Requests:
A: Decide whether each statement below agrees with the passage on escaping poetry, answering yes or no and quoting the words of the passage that decide it. (i) Escaping poetry means rejecting poets' claims for greater political involvement. (ii) Poetry, as an "aesthetic probe," might turn out to be a dud warhead. (iii) The passage asserts that what we have left is certainly enough.
B: Carry on the passage on escaping poetry, picking up right after its final sentence.

Text passage:
And because we all know those workings so well (embedded via years of invisible labor, deliberate cloaking, and silent consent), we can come together and (almost) celebrate the figure of the “poet” (handler of an “aesthetic probe”) as a tragicomic repercussion of the historical denigration of the poet’s “role” in U.S. society. The figure of the poet, in other words, claims its true efficacy in calling for what it otherwise cannot manage effectively. Poetry, as “aesthetic probe,” might also be a dud warhead.

To “draw away from our poetics” is indeed to deprive ourselves of all we have left. But it remains to be seen whether what we have left is, after all, enough.

Escaping poetry is not a rejection of the claims poets might make (on behalf of poetry) for greater, more sustained, and ideally more relevant political involvement. Rather the escape implicit to arguing out of poetry is tantamount to seeking elsewhere the manner and means of poetic activity, to issuing a public and personal cry of ‘enough’ (small ‘e’) not only to the architects of war and global domination but also to the tantalizing appeals of poets guarding poetic purpose and legitimacy in the guise of “alternative ways.”

To escape poetry is to model one’s daily life on different patterns—of recovery, distribution, and circulation—rather than perpetuate the exhausted urgency of “our own poetics.” True, art is a “necessary response to crisis,” and the relevance of today’s writers (as bloggers, list-servants, site custodians, whatever) may turn on the same claims (and calls) made by poets in defense of aesthetic and political relevance.

Listing:
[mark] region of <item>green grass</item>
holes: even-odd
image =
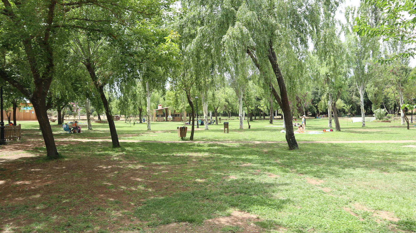
[[[325,128],[322,120],[307,122],[308,130]],[[253,129],[243,130],[233,128],[237,123],[231,122],[234,126],[228,135],[222,132],[222,126],[210,126],[209,130],[196,132],[196,139],[284,140],[277,128],[264,127],[267,122],[255,122]],[[399,124],[369,123],[364,129],[371,130],[363,131],[359,123],[349,123],[348,128],[342,128],[344,132],[296,136],[300,141],[415,139],[414,129],[391,127]],[[119,135],[136,134],[136,140],[179,140],[177,125],[153,124],[155,131],[173,128],[154,133],[156,136],[144,135],[144,124],[130,127],[119,122],[117,127]],[[57,137],[108,137],[106,127],[94,124],[93,131]],[[36,128],[34,123],[24,125],[29,133],[36,133]],[[54,128],[58,132],[58,127]],[[270,232],[280,227],[287,232],[416,231],[416,148],[402,146],[409,143],[300,144],[295,151],[279,143],[121,144],[113,148],[109,142],[79,142],[76,147],[59,146],[63,157],[59,160],[39,157],[9,162],[29,168],[65,164],[69,170],[62,170],[60,182],[45,189],[29,189],[22,194],[19,190],[25,185],[9,186],[16,194],[0,201],[0,228],[28,232],[151,231],[181,222],[198,227],[206,219],[227,216],[237,209],[258,216],[260,221],[255,223]],[[45,148],[31,151],[42,154]],[[68,166],[77,163],[87,163],[91,169]],[[25,175],[24,171],[8,167],[0,164],[0,179],[11,182]],[[82,178],[93,182],[86,184]],[[323,181],[313,184],[308,179]],[[74,189],[77,191],[71,192]],[[51,189],[53,194],[49,192]],[[35,195],[41,197],[8,203],[19,195]],[[357,208],[357,203],[371,211]],[[388,211],[400,220],[380,218],[372,211]],[[2,223],[8,219],[27,223],[17,228]],[[218,230],[244,230],[240,227],[227,226]]]
[[[275,121],[279,121],[275,120]],[[244,129],[238,129],[236,120],[228,121],[230,123],[230,132],[224,133],[223,125],[208,126],[208,130],[196,130],[194,140],[200,141],[285,141],[284,133],[280,132],[283,129],[280,127],[267,127],[272,125],[267,120],[257,120],[251,122],[250,129],[248,129],[247,121],[244,122]],[[299,141],[361,140],[410,140],[415,139],[416,127],[411,126],[408,130],[405,125],[401,125],[399,121],[392,123],[368,122],[366,127],[361,127],[361,123],[352,123],[351,120],[345,118],[340,120],[341,132],[332,132],[322,134],[297,134],[296,139]],[[295,122],[294,121],[294,122]],[[300,122],[300,121],[299,122]],[[322,131],[328,129],[327,120],[310,119],[307,120],[307,131]],[[40,134],[38,125],[36,122],[21,122],[24,129],[30,130],[31,133]],[[52,123],[53,124],[53,123]],[[274,123],[272,125],[282,125],[280,121]],[[117,132],[120,139],[151,141],[181,141],[178,137],[176,128],[183,126],[181,123],[152,122],[152,130],[147,130],[146,124],[127,124],[124,121],[116,122]],[[187,137],[191,134],[191,126],[188,127]],[[84,129],[86,126],[83,127]],[[108,125],[93,123],[94,130],[83,130],[82,133],[75,135],[62,133],[62,127],[52,125],[57,138],[110,138]],[[203,126],[200,128],[203,128]]]

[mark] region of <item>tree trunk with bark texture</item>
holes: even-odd
[[[202,101],[202,112],[204,114],[204,129],[208,130],[208,101],[204,93],[201,93],[201,101]]]
[[[192,99],[191,98],[191,93],[189,91],[186,91],[186,98],[188,99],[188,103],[191,107],[191,114],[192,117],[189,118],[189,124],[191,124],[191,121],[192,122],[192,126],[191,130],[191,137],[189,137],[190,141],[193,141],[193,132],[195,131],[195,111],[194,110],[193,103],[192,102]]]
[[[45,99],[40,96],[40,94],[34,95],[31,101],[35,108],[36,118],[37,118],[37,122],[39,123],[39,128],[42,132],[43,140],[46,147],[47,156],[49,159],[57,159],[59,157],[59,154],[55,144],[52,129],[49,123]]]
[[[329,92],[329,98],[328,99],[328,127],[330,128],[332,128],[332,94]]]
[[[341,126],[339,125],[339,120],[338,116],[338,110],[337,109],[337,105],[335,103],[332,103],[332,112],[334,113],[334,121],[335,123],[335,131],[340,131]]]
[[[62,125],[62,110],[61,109],[60,107],[58,107],[56,110],[56,111],[57,113],[58,116],[57,118],[58,118],[58,125]]]
[[[85,100],[85,114],[87,115],[87,125],[89,130],[92,130],[92,125],[91,125],[91,118],[90,115],[91,111],[90,106],[89,100],[87,98]]]
[[[270,82],[269,83],[271,91],[273,95],[275,96],[275,98],[280,108],[282,108],[283,113],[285,114],[285,123],[286,125],[292,125],[293,118],[292,115],[292,111],[290,110],[290,106],[289,103],[289,98],[287,97],[287,91],[286,90],[286,84],[285,83],[285,79],[283,78],[283,75],[279,65],[277,64],[277,59],[273,48],[272,42],[270,40],[268,42],[268,49],[267,49],[267,58],[270,64],[273,69],[275,76],[279,85],[279,89],[280,91],[280,95],[277,93],[276,90],[273,86],[272,83]],[[260,69],[260,65],[257,60],[257,58],[249,49],[247,49],[247,53],[251,58],[252,60],[254,62],[256,66],[259,71],[261,70]],[[287,142],[287,145],[289,146],[289,150],[292,150],[299,149],[299,147],[297,145],[297,142],[295,137],[295,133],[293,131],[293,128],[288,127],[286,128],[286,141]]]
[[[238,99],[238,122],[240,129],[243,129],[243,88],[240,88],[237,92],[237,97]]]
[[[143,121],[141,119],[141,113],[143,111],[143,109],[141,108],[139,108],[139,122],[141,123],[143,123]]]
[[[92,80],[96,88],[100,94],[100,97],[101,101],[103,102],[103,105],[104,105],[104,109],[105,111],[106,115],[107,116],[107,120],[108,121],[108,126],[110,128],[110,135],[111,135],[111,140],[113,144],[113,147],[120,147],[120,143],[119,142],[119,137],[117,135],[117,131],[116,130],[116,125],[114,123],[114,120],[113,119],[113,116],[111,114],[111,111],[110,110],[110,106],[109,105],[107,98],[105,96],[104,93],[104,86],[102,84],[98,83],[97,80],[97,77],[95,74],[95,70],[92,65],[91,63],[87,61],[85,63],[85,66],[87,70],[89,73],[89,76]]]
[[[146,81],[146,98],[147,101],[147,130],[151,130],[150,128],[150,91],[149,91],[149,81]]]
[[[13,103],[13,125],[17,125],[17,123],[16,122],[16,109],[17,108],[17,103],[15,101]]]
[[[214,114],[215,114],[215,124],[218,125],[218,107],[214,108]]]
[[[273,124],[273,94],[270,93],[270,109],[269,109],[269,124]]]
[[[360,93],[360,108],[361,109],[361,127],[365,127],[365,111],[364,110],[364,91],[365,87],[362,83],[357,84],[358,92]]]

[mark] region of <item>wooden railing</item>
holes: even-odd
[[[18,125],[6,125],[4,128],[4,138],[6,141],[20,140],[22,138],[20,124]]]

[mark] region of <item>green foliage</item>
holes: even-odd
[[[374,116],[376,117],[376,119],[377,120],[383,120],[384,117],[386,116],[386,110],[381,109],[379,108],[378,109],[376,109],[374,111]]]

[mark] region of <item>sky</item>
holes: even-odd
[[[360,0],[345,0],[345,2],[340,5],[339,7],[335,14],[335,18],[340,20],[343,23],[345,23],[345,17],[344,15],[345,8],[347,6],[358,7],[360,5]],[[344,38],[341,38],[344,39]],[[410,58],[409,65],[411,67],[416,66],[416,59]]]

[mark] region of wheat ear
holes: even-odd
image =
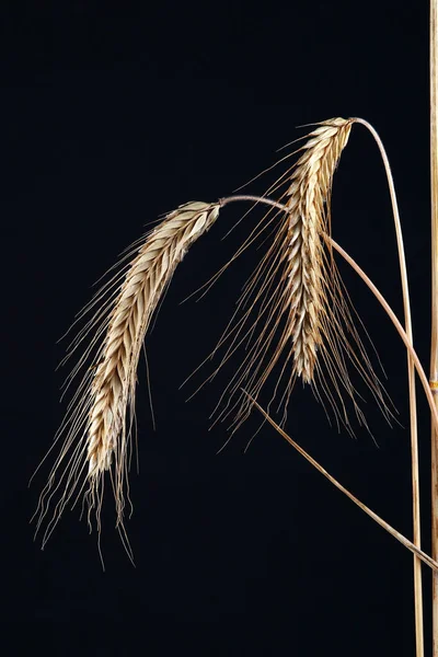
[[[330,231],[333,174],[347,145],[351,122],[331,119],[311,132],[286,193],[289,209],[285,272],[288,332],[293,350],[293,373],[313,380],[322,344],[327,301],[322,234]]]
[[[278,207],[269,210],[232,258],[263,232],[272,231],[270,245],[246,283],[234,315],[212,355],[218,356],[221,348],[224,353],[207,379],[215,377],[246,343],[243,360],[212,413],[215,422],[232,415],[233,431],[251,412],[251,397],[257,399],[268,379],[273,380],[275,368],[278,374],[272,402],[280,397],[281,424],[286,420],[293,385],[300,378],[311,384],[327,415],[333,412],[338,426],[353,433],[344,399],[347,396],[359,424],[368,427],[357,403],[359,395],[350,381],[349,368],[359,373],[387,419],[393,417],[355,326],[331,247],[324,240],[331,233],[333,176],[353,123],[354,119],[332,118],[318,124],[304,138],[296,151],[300,153],[298,161],[266,191],[266,195],[274,195],[281,189],[278,200],[287,211]],[[249,196],[232,198],[251,199]],[[242,389],[251,397],[243,395]]]
[[[101,345],[93,358],[96,365],[87,370],[58,436],[65,436],[65,443],[41,497],[38,527],[55,491],[61,487],[62,495],[55,507],[44,542],[78,488],[84,471],[89,520],[94,509],[100,528],[103,476],[110,470],[117,525],[123,527],[136,372],[145,335],[177,264],[187,249],[216,221],[219,208],[219,204],[188,203],[168,215],[146,237],[141,246],[135,246],[137,253],[122,281],[120,277],[110,281],[87,308],[88,312],[95,306],[99,310],[73,341],[71,351],[90,331],[93,332],[93,339],[73,370],[73,376],[83,367],[92,345],[99,339]],[[128,257],[130,255],[131,252]],[[102,299],[107,297],[110,300],[106,306],[102,306]],[[55,484],[60,468],[62,472]]]

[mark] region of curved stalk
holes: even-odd
[[[430,390],[438,408],[438,0],[430,0],[430,200],[431,331]],[[438,430],[431,429],[431,552],[438,555]],[[438,657],[438,576],[433,577],[434,657]]]
[[[405,251],[403,245],[402,223],[400,220],[399,205],[395,194],[394,181],[391,173],[390,162],[384,150],[382,140],[377,130],[362,118],[354,118],[355,123],[360,124],[371,132],[382,158],[387,173],[388,186],[391,196],[392,212],[394,217],[395,237],[399,251],[400,278],[402,281],[404,323],[407,337],[411,344],[414,344],[412,332],[412,313],[410,301],[410,287],[407,283],[407,268]],[[418,466],[418,427],[417,427],[417,402],[415,392],[415,369],[412,356],[407,354],[407,385],[410,393],[410,425],[411,425],[411,462],[412,462],[412,506],[413,506],[413,530],[414,543],[417,548],[422,544],[422,527],[419,512],[419,466]],[[423,583],[422,564],[414,556],[414,599],[415,599],[415,636],[416,636],[416,656],[424,656],[424,621],[423,621]]]
[[[264,411],[262,408],[262,406],[260,404],[257,404],[257,402],[246,391],[243,391],[243,392],[250,397],[250,400],[252,401],[254,406],[256,406],[258,408],[258,411],[262,413],[262,415],[265,417],[265,419],[267,419],[267,422],[275,428],[275,430],[278,431],[285,438],[285,440],[287,440],[289,442],[289,445],[291,445],[302,457],[304,457],[304,459],[307,461],[309,461],[309,463],[311,463],[313,465],[313,468],[315,468],[318,470],[318,472],[321,472],[321,474],[323,474],[334,486],[336,486],[336,488],[338,488],[342,493],[344,493],[344,495],[346,495],[362,511],[365,511],[367,514],[367,516],[372,518],[372,520],[374,520],[374,522],[377,522],[378,525],[380,525],[380,527],[385,529],[388,531],[388,533],[390,533],[392,537],[394,537],[394,539],[396,539],[400,543],[402,543],[402,545],[407,548],[407,550],[411,550],[411,552],[415,556],[417,556],[420,561],[423,561],[425,564],[430,566],[430,568],[433,568],[434,573],[437,573],[438,563],[435,560],[430,558],[430,556],[425,554],[425,552],[423,552],[419,548],[414,545],[414,543],[412,543],[408,539],[406,539],[403,534],[401,534],[396,529],[391,527],[391,525],[388,525],[388,522],[382,520],[382,518],[380,518],[380,516],[374,514],[374,511],[372,511],[364,503],[361,503],[360,499],[358,499],[355,495],[353,495],[353,493],[350,493],[347,488],[345,488],[345,486],[339,484],[339,482],[337,480],[335,480],[334,476],[328,474],[328,472],[322,465],[320,465],[320,463],[318,461],[312,459],[312,457],[310,454],[308,454],[308,452],[306,450],[303,450],[302,447],[300,447],[298,445],[298,442],[292,440],[290,438],[290,436],[288,436],[286,434],[286,431],[284,431],[281,429],[281,427],[279,427],[274,422],[274,419],[266,413],[266,411]]]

Outputs:
A:
(i) No: "Escaping poetry is not a rejection of the claims poets might make (on behalf of poetry) for greater, more sustained, and ideally more relevant political involvement."
(ii) Yes: "Poetry, as “aesthetic probe,” might also be a dud warhead."
(iii) No: "But it remains to be seen whether what we have left is, after all, enough."

B:
But what poets and anti- or post-poets might share these days is a mutual commitment to action and relevance that really has little to do, finally, with poetry or poetics, at all. The social truth of ‘poetic thinking,’ in other words, resides in consequences no longer reducible to language games and resistant formalism, however well such games and forms might manage the real in relation to even the woolliest political propaganda (e.g., Controlling Interest vs. the Bush-Fox News Machine).

Poetic activity has achieved movement status lately not in the pursuit of “forms” of response, but in the networking of groups and individuals beyond traditional categories of genre, place, time, nation, and, in some cases, language. Blogs, for one, are residual exemplars of that momentum, that movement.

Thus the true poet these days writes little (poetry), communicates much (data, interpretation), and trades in the urgency of formal accountability (“aesthetic probing”) for the network-force of recovery and circulation.

I love the way poetry encodes its own escape routes, and following them (paths of resistance, circulation) means giving up poetry along the way.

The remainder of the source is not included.